WRITTEN EXERCISE
Show every line below that contains the string "block".

(Location identification items)
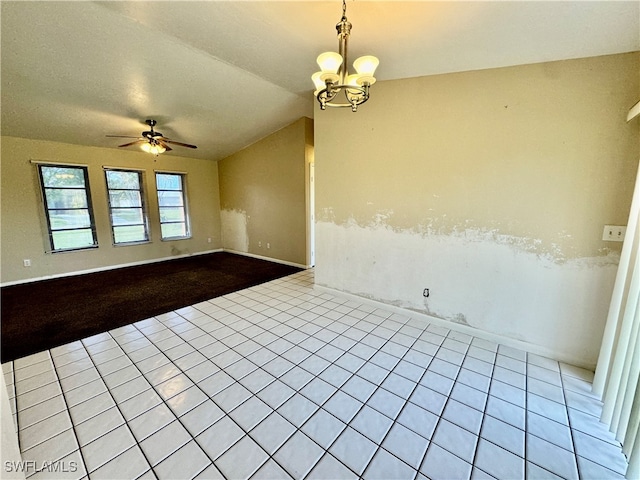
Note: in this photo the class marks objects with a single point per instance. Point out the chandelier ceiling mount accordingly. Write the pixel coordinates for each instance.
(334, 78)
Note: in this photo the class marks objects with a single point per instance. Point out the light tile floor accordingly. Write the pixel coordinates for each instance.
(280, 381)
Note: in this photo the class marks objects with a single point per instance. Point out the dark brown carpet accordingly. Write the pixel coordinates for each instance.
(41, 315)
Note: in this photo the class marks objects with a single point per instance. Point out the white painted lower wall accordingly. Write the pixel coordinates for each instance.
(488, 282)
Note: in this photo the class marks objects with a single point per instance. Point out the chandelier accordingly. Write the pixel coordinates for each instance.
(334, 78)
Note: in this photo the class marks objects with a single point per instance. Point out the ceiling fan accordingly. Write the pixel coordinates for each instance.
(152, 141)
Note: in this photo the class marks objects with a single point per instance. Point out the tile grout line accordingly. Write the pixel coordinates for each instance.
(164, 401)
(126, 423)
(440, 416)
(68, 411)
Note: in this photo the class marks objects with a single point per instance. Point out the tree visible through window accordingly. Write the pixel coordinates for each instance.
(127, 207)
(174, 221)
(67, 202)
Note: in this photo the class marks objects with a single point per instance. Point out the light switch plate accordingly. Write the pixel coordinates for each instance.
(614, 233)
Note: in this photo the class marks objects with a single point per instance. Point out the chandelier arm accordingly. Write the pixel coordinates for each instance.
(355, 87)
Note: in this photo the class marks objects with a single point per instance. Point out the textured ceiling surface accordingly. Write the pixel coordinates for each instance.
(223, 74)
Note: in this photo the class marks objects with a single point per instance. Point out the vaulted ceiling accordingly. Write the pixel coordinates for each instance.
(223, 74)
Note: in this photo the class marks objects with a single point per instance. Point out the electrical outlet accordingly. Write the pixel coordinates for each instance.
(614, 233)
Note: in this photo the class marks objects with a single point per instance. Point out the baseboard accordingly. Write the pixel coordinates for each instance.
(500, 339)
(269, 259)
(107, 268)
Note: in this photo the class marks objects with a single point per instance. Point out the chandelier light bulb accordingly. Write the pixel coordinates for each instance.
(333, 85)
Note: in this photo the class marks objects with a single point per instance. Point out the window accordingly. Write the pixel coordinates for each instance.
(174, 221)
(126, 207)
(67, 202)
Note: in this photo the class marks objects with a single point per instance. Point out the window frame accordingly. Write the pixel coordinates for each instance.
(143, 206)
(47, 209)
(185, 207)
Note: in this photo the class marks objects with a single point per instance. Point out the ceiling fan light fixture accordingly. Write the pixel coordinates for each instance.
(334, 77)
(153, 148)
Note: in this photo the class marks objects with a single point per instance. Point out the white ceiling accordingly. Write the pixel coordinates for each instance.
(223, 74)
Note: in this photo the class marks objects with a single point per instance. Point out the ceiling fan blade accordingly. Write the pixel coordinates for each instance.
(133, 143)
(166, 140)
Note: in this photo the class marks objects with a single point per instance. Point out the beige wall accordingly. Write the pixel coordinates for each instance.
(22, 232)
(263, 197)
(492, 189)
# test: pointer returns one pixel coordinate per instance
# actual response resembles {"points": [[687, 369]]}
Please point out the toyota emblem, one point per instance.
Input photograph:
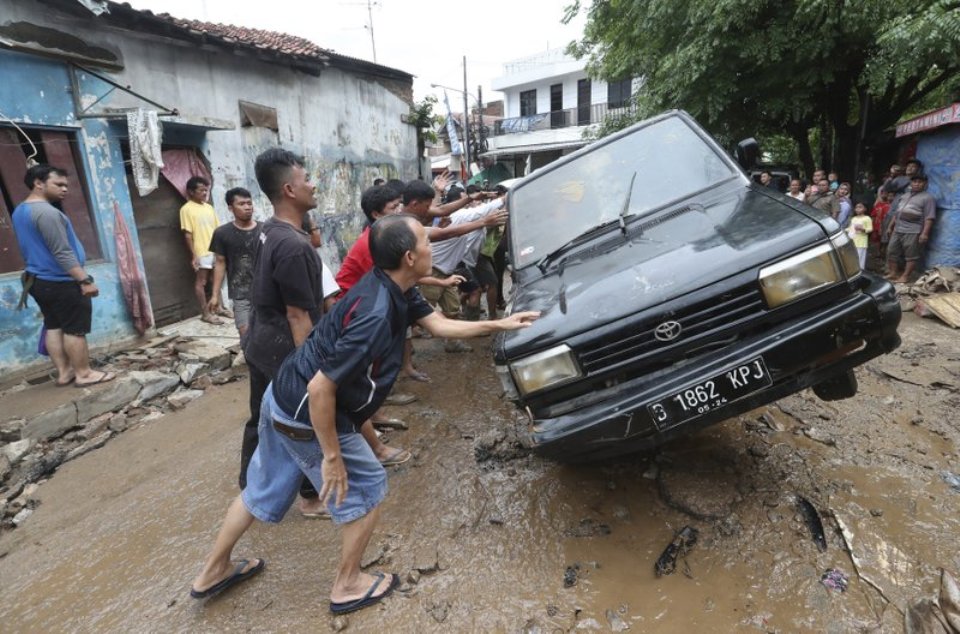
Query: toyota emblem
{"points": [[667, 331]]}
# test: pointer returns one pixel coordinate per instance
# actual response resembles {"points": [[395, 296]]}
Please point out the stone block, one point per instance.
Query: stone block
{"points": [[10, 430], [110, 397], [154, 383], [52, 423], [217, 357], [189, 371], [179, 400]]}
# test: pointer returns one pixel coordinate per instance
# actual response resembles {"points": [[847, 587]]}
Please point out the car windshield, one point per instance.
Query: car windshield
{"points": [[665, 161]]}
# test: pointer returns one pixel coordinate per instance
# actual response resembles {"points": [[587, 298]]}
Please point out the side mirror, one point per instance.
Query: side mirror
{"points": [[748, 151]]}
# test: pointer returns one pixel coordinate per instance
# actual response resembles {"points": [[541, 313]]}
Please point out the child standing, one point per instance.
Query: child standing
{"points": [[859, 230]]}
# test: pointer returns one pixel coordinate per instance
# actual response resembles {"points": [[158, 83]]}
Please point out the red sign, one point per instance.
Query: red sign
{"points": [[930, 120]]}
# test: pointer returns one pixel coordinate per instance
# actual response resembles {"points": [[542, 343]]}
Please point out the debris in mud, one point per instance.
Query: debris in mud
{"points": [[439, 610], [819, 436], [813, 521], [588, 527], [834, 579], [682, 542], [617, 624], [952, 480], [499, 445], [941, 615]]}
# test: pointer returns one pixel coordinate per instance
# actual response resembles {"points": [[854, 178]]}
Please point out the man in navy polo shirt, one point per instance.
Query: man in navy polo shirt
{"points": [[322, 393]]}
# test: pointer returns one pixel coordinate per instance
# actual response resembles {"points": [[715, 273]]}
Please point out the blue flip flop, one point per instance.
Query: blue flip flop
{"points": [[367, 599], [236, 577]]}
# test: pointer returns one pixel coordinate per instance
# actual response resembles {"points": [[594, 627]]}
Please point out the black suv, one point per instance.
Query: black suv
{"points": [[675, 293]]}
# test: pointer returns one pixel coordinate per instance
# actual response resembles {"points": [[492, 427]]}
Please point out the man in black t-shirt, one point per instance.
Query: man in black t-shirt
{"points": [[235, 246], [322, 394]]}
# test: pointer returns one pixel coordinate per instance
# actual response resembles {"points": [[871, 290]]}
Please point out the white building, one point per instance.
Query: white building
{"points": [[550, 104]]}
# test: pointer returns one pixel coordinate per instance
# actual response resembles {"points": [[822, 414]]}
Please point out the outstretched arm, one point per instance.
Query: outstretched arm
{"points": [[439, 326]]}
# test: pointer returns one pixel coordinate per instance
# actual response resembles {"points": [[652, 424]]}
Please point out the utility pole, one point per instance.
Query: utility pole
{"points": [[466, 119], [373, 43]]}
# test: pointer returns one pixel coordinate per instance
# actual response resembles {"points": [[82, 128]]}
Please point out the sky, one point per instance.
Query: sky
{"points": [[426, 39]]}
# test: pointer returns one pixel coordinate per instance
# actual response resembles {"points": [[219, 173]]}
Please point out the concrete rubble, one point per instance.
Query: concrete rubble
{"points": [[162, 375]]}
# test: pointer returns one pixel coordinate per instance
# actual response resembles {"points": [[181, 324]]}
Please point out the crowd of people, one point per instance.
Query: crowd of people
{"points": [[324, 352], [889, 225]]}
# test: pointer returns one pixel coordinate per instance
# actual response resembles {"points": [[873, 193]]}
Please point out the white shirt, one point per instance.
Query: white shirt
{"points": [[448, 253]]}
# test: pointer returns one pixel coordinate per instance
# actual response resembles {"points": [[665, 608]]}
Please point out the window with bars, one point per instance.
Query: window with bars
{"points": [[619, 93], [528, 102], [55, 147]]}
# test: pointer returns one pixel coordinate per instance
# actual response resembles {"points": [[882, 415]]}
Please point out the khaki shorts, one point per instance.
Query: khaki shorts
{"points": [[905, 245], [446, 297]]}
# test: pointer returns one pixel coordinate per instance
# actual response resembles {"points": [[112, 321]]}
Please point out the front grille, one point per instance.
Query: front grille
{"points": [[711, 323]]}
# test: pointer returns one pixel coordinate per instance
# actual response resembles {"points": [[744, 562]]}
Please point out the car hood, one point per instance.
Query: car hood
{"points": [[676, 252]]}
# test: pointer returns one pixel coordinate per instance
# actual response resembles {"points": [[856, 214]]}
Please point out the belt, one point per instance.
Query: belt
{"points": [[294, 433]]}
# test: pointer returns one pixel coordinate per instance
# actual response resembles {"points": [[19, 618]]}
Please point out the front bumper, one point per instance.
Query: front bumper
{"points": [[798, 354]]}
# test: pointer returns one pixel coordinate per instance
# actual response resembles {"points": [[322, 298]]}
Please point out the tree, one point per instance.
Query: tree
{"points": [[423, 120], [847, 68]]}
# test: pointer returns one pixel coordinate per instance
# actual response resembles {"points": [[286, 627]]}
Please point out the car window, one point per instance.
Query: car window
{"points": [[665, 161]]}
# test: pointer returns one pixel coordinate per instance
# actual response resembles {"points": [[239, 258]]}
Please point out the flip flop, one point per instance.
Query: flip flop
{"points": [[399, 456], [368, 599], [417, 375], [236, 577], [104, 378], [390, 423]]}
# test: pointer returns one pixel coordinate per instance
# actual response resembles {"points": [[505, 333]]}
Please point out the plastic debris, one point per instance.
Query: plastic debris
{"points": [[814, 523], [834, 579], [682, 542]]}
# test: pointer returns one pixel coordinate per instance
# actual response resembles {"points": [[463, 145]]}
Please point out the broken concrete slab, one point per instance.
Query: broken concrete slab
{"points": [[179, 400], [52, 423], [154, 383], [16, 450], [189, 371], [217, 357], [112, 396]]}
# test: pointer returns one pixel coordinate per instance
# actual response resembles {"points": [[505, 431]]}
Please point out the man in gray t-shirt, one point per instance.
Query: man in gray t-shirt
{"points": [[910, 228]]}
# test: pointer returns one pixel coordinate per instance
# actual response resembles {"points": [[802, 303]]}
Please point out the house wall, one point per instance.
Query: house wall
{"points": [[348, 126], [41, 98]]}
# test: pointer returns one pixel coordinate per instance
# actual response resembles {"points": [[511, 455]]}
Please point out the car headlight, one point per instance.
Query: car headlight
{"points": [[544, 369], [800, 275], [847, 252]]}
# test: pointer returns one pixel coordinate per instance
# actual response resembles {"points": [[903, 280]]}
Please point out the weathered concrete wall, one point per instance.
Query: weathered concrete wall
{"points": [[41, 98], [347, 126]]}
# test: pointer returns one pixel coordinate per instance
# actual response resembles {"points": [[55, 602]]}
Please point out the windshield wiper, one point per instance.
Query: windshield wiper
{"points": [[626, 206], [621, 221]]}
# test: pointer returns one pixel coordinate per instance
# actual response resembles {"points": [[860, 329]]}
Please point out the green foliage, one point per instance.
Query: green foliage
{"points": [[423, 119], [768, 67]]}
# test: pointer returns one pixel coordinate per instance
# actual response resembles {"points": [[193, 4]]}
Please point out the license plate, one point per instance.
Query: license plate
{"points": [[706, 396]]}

ANSWER TO THIS EXERCISE
Please point out the stone block, one point per instance.
Query: stone block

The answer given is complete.